ACTIONS TO TAKE:
[1] In the description of the Hokkaido tour, which museum is locally known as the 'Alcatraz of Japan'?
[2] List every kind of wild animal that the Hokkaido tour description names.
[3] Carry on the Hokkaido tour description from its final sentence.

PAGE EXTRACT:
* Start *

Selected departures in October 2020
A photographer’s dream, Japan’s northern most main island features large swathes of unspoilt wilderness: brilliant-blue volcanic lakes, majestically formed peaks, pristine coastlines, colourful fields and ancient forests teeming with wildlife such as bears, foxes and deer.
Once connected to northern Asia during the glacial age, Hokkaido became home to the ancient Jomon culture of hunter-gatherers, who bequeathed their beliefs and traditions to the Ainu, now recently recognised as an indigenous group who occupied Hokkaido up until the 15th century. The Ainu had their own unique culture, language and tradition, some of which can still be seen today. From nearly 1000 years ago with the expansion of the Japanese empire, the local population mainlanders gradually began to occupy the northern lands. Following Japan’s victory in the Russo-Japanese War of 1904 to 1905, the island of Sakhalin fell to the Japanese until Russia recaptured the island at the end of the Second World War.
Our eye-opening tour of Hokkaido takes us all across this beautiful island to discover the very best it has to offer. Absorb unforgettable scenery from the lakes and mountains of Shiretoko Peninsula, to the unspoilt coastlines and flora-filled islands of the far north. Experience a feast for the senses as we journey through central Hokkaido in the area of Furano-Biei’s famously fragrant fields of flowers and pause to admire the brilliant blue of Biei’s mesmerising pond.
Hokkaido has more than its fair share of manmade wonders. We take a trip down memory lane in historic Otaru and marvel at glittering modern cities such as Sapporo. We also discover the darker side of Hokkaido with a visit to the Abashiri Prison Museum – locally known as the ‘Alcatraz of Japan’ that was in operation from the 18th to early-19th centuries. Included with our tour are chances to immerse yourself in the local culture. Spend the day following in the footsteps of the Ainu at Akan Mashu National Park and getting to know them at the Ainu settlement of Akano Ainu Kotan.

* End *

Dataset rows

* Start *

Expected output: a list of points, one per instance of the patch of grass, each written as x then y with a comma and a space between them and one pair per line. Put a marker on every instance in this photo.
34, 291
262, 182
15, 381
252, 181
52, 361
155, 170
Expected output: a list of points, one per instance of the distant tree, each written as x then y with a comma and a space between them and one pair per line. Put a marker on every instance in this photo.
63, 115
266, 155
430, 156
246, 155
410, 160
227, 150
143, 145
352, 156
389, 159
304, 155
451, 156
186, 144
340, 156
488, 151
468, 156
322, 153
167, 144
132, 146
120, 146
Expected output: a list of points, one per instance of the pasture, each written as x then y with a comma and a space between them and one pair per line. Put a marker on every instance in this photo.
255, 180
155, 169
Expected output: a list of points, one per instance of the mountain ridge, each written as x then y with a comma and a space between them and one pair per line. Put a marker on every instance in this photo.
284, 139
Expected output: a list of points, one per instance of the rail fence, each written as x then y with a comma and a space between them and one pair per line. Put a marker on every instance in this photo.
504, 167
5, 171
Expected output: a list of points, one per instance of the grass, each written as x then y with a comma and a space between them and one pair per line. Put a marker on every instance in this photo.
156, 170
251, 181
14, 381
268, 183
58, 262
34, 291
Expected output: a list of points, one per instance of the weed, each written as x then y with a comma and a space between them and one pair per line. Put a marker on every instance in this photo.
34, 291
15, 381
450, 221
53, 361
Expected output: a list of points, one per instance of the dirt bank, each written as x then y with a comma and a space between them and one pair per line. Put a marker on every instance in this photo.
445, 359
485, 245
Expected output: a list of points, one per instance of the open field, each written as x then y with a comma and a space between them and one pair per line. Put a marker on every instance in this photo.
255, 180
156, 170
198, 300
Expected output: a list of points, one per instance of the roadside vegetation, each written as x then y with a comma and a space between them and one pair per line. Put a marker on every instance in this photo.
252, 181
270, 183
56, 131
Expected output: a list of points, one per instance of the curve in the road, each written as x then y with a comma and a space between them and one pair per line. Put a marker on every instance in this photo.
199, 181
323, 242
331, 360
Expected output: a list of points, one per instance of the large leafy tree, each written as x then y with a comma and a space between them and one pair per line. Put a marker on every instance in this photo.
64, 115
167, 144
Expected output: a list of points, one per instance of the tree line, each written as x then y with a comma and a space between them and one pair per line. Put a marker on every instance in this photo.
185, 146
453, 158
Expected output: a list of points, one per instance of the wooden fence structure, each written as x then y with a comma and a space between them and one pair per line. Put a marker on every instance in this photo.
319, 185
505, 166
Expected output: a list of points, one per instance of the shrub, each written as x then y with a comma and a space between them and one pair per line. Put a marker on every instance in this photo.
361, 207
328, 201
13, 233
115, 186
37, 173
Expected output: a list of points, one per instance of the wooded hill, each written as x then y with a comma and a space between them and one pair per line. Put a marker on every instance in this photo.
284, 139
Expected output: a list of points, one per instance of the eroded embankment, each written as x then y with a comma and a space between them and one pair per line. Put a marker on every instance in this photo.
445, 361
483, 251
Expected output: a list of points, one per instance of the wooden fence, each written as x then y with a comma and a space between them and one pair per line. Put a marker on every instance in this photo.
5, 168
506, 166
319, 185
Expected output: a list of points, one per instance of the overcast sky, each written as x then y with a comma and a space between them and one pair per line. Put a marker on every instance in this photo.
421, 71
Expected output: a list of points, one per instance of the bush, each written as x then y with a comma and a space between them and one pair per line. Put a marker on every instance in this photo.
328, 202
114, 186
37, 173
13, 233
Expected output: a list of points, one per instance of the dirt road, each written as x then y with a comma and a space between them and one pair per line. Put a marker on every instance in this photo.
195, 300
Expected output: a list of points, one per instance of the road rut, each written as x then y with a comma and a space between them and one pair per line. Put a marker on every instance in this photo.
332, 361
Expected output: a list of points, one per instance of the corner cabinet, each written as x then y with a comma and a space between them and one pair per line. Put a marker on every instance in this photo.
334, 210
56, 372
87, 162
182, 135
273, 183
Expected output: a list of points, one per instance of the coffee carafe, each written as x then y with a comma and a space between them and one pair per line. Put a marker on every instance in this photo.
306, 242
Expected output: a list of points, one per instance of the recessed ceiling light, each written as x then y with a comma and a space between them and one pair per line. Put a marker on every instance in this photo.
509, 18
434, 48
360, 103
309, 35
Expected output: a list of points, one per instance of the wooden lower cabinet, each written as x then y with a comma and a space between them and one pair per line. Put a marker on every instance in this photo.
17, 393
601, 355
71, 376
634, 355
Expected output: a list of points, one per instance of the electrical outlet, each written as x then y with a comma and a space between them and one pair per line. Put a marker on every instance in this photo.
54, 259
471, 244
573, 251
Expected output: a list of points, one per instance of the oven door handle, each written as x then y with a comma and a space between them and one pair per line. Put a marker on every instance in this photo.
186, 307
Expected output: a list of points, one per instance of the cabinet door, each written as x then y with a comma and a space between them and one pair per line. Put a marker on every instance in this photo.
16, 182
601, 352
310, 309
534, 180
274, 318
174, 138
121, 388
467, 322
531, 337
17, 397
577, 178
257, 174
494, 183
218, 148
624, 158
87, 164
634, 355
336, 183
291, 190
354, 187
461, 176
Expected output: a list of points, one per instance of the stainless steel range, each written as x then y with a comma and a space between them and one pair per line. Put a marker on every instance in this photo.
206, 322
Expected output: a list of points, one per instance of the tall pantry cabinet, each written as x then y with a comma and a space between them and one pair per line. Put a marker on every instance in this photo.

* End *

FINAL ANSWERS:
[1] The Abashiri Prison Museum

[2] bears, foxes, deer

[3]
Dining in Hokkaido is an absolute treat. The surrounding seas and ocean offer up a bounty of the freshest seafood, while the fertile countryside produces the finest ingredients from grains to melons and potatoes. Of course, we enjoy tours with tastings to leading producers of Japan’s finest food exports. With so much to enjoy, it’s certain to be an exceptional experience.
Arrive at the airport for your overnight flight to Sapporo via Tokyo Haneda airport.
Upon our early-evening arrival in Sapporo, we transfer by coach to the four-star Sapporo Excel Hotel Tokyu, where we stay for three-nights.
Well-located close to a metro station, this modern hotel features spacious rooms and a restaurant. Dinner is included tonight.
Vibrant Sapporo is the capital of Hokkaido and Japan’s fifth-largest city, rising to prominence in 1972 when the Olympic Winter Games were held here, and more recently as a host city of the 2019 Rugby World Cup. Today it’s best-known for its ramen, a local speciality of Japanese hand pulled noodles and of course, excellent beers. Be it a booming food scene, chic cafes, glitzy nightlife or a plethora of shopping places, you name it, Sappora has it!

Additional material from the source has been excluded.